START Extract

SSH: I could imagine. Where did you go from Fort Monmouth?

BT: After Fort Monmouth, I went cross country and then on down to the southwest Pacific in Leyte.

SSH: Where did you embark from, on the West Coast?

BT: I think it was from San Francisco. ... When we came back, I worked down there on the Lurline, or its sister ship, or I came back on the other ship. ... So, I went one way on the Lurline, [a Matson Line ship], and I came back on the other sister ship. When I came back, we came back to Tacoma. Then I came back across the country by rail.

SSH: Do you remember anything about your trips across the country? Had you traveled much before that?

BT: The only traveling I was doing had been around the East Coast. On quite a lot of these things, actually, I had not done an awful lot of stuff because the only work I'd actually been doing was on the George Washington Bridge. So, everything was local around that area. It's subsequent to the Army that I've done a lot of traveling around, again, mostly up and down the East Coast. Norfolk, Virginia. The Richmond-Petersburg Turnpike. ... Baytown Tunnel, down there in Houston, Texas. A harden facility in Pennsylvania. ... So, I did quite a lot of travel afterwards, but not before.

SH: What were your ocean trips like going over to the Pacific? What were the trips on the ships, the troop ships like when you were going over to Japan?

BT: Well, again, I was going down there as an officer, so our ... being handled was very, shall I say, prosaic. Crowded, yes, several officers to a stateroom. ... The ship just went on down there because they had no destroyer escorts along with us because ... we knew that we could outrun any submarine and we came awfully close to destroyer speed. So, I think it was really quite comfortable. The food was lousy. Of course, all the food on those things are steam cooked and the stuff all tasted like mush ...

SSH: Was it a regular Navy crew on board?

BT: No, no. I think they probably did have an armed crew aboard for a gun. We were pretty much restricted to certain areas of the ship. In other words, we were not wandering around all over the place. ... If I remember correctly it took us something like twenty-three days. That was a long trip.

SSH: Did you have to stand any kind of duty, or watch, or anything?

BT: No. No. No.

SH: What was a typical day like then on the ship?

END Extract

Exercise goal >> In the interview, roughly how long does BT recall the voyage to the Pacific taking? The material that comes next is not required.

START Available data

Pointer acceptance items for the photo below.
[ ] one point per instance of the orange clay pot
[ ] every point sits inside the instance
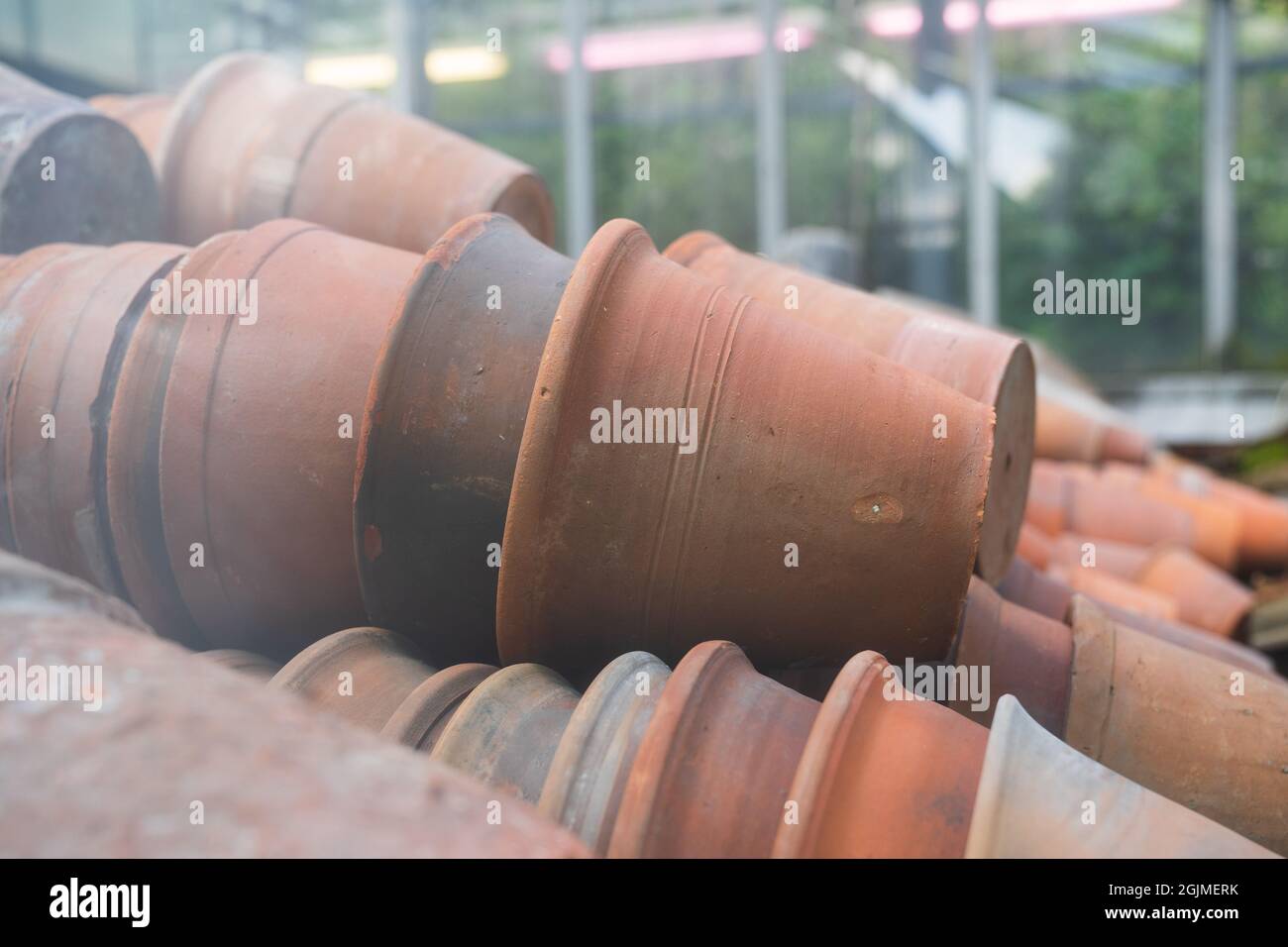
(1206, 598)
(883, 775)
(1051, 596)
(1028, 655)
(361, 674)
(249, 142)
(589, 772)
(991, 368)
(275, 780)
(505, 733)
(799, 438)
(65, 324)
(1033, 802)
(441, 433)
(712, 774)
(1131, 692)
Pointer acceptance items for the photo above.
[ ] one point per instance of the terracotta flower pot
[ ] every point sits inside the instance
(795, 437)
(712, 774)
(1051, 596)
(98, 187)
(506, 731)
(64, 325)
(441, 433)
(239, 433)
(1128, 693)
(589, 772)
(143, 115)
(1028, 655)
(273, 777)
(330, 157)
(884, 775)
(1041, 799)
(244, 663)
(361, 674)
(991, 368)
(1206, 598)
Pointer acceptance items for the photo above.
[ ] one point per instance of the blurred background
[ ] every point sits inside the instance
(907, 146)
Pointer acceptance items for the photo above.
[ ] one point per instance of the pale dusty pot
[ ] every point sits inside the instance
(589, 772)
(505, 733)
(1041, 799)
(802, 438)
(275, 779)
(883, 775)
(712, 774)
(1128, 694)
(248, 142)
(986, 365)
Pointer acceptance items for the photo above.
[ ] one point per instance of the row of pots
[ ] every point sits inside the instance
(183, 759)
(357, 449)
(713, 759)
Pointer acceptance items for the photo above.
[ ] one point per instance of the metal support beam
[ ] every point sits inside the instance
(579, 142)
(982, 198)
(771, 161)
(1220, 236)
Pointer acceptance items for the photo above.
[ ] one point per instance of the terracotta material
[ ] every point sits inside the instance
(64, 325)
(362, 674)
(712, 774)
(271, 776)
(800, 437)
(253, 425)
(249, 142)
(1028, 655)
(1063, 502)
(1206, 598)
(143, 115)
(505, 733)
(1125, 594)
(883, 775)
(29, 586)
(244, 663)
(99, 187)
(441, 432)
(991, 368)
(1131, 692)
(1033, 802)
(1051, 596)
(589, 772)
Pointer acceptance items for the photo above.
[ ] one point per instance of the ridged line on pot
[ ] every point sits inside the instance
(800, 437)
(62, 373)
(1028, 655)
(984, 365)
(1051, 596)
(362, 674)
(1183, 724)
(589, 772)
(1041, 799)
(441, 433)
(292, 142)
(128, 460)
(506, 731)
(884, 775)
(712, 771)
(265, 479)
(274, 779)
(102, 189)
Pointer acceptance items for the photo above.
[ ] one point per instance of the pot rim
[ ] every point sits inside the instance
(599, 263)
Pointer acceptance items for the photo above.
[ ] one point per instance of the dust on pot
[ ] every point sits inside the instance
(327, 155)
(68, 172)
(984, 365)
(777, 440)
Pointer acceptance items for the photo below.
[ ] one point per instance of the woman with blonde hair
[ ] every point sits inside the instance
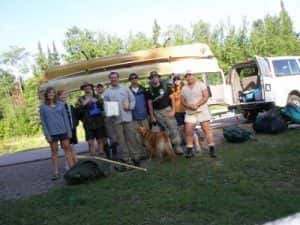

END Available data

Result of this exercise >> Something like twenty-three days.